Extended Experiments

Acting and Planning with Hierarchical Operational Models on a Mobile Robot

How to read this page

What was tested?

The experiments probe whether RAE+UPOM selects high-utility actions, adapts when the world changes, and recovers when execution fails. The real-robot videos below are repeated runs of Study 1.1; the simulations isolate changes in object location and reward.

Completed Recovered or partial Limitation exposed

Real Robot Experiments

In every applicable run, the robot first selected the table with the highest estimated reward.

Completed

Trial 1.1.1

The box was used as a transport container and the reward-carrying objects were collected.

Recovered

Trial 1.1.2

All reward-carrying objects were collected without using the available box. The robot also recovered from cable entanglement.

Partial recovery

Trial 1.1.3

After loading the box, its grasp failed. The deliberation system responded by returning to the box table.

Partial recovery

Trial 1.1.4

The post-insertion box grasp failed. RAE+UPOM selected a return to the table to address the unresolved transport task.

Partial recovery

Trial 1.1.5

The robot loaded the box but could not grasp it afterwards. It returned to the box table as a recovery action.

Completed

Trial 1.1.6

The box was used as intended and the reward-carrying objects were collected.

Recovered, then limited

Trial 1.1.7

The system recovered after cable entanglement. A later box-grasp failure triggered a return to the box table.

Recovered

Trial 1.1.8

The robot recovered from cable entanglement and collected all reward-carrying objects, although it did not use the box.

Completed

Trial 1.1.9

The box served as the transport container and the reward-carrying objects were collected.

Grasp limitation

Trial 1.1.10

Objects were inserted into the box, but the robot could not grasp the loaded box afterwards.

Simulation Experiments

Controlled simulations test adaptation to changed object locations and changed rewards, including conditions with and without the transport box.

........

SHORT PROBLEM 1 →
According to the robot experiments page, which table did the robot select first in every applicable real-robot run?
SHORT PROBLEM 2 →
Using the robot experiments page, explain why RAE+UPOM chose to return to the table in Trial 1.1.4.

........

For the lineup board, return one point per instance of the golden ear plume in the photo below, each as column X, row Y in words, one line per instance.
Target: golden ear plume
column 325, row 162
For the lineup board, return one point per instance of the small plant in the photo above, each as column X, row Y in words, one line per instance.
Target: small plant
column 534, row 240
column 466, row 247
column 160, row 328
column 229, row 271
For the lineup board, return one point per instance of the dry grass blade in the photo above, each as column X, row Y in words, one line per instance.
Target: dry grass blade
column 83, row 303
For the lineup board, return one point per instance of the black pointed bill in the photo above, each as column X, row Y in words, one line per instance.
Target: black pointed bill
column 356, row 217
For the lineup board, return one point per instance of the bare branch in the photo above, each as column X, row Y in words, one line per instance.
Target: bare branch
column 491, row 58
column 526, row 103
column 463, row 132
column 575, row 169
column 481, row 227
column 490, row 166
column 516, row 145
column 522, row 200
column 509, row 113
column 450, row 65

........

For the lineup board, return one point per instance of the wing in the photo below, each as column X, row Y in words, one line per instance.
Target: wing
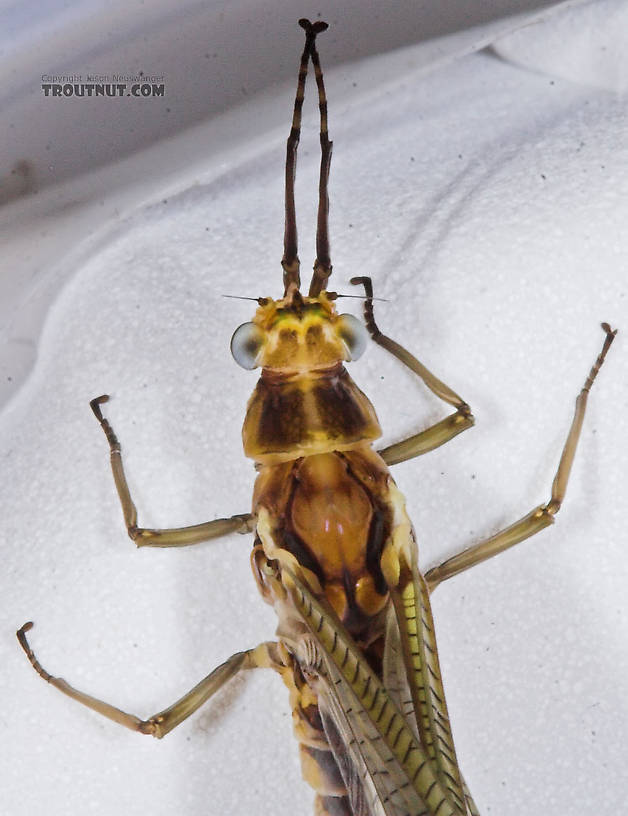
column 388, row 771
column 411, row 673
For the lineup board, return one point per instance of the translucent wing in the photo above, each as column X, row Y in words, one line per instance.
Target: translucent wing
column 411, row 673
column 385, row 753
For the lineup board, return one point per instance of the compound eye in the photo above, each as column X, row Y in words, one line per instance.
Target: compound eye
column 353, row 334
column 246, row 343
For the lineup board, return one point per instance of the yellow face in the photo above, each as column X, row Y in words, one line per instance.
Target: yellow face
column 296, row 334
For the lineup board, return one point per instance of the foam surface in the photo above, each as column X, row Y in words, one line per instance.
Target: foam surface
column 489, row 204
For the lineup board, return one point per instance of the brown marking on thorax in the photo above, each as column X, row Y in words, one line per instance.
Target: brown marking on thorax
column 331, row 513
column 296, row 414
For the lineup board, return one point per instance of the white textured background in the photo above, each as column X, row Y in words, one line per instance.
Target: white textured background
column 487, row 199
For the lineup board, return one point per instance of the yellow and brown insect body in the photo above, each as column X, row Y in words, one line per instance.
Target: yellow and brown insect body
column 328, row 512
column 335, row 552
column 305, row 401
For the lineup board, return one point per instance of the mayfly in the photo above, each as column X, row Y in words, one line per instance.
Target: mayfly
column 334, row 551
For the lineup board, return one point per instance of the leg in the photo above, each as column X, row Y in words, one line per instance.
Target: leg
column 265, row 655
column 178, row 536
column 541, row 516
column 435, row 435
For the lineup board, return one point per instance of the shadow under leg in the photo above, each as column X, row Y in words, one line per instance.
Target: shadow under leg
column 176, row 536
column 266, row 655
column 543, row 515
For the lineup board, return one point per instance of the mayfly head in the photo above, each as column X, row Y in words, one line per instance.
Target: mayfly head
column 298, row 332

........

COMPLETE RESPONSE 1 →
The table with the highest estimated reward.

COMPLETE RESPONSE 2 →
After the objects were inserted, the robot failed to grasp the box, so the transport task was left unresolved. RAE+UPOM selected a return to the table to address that unresolved transport task.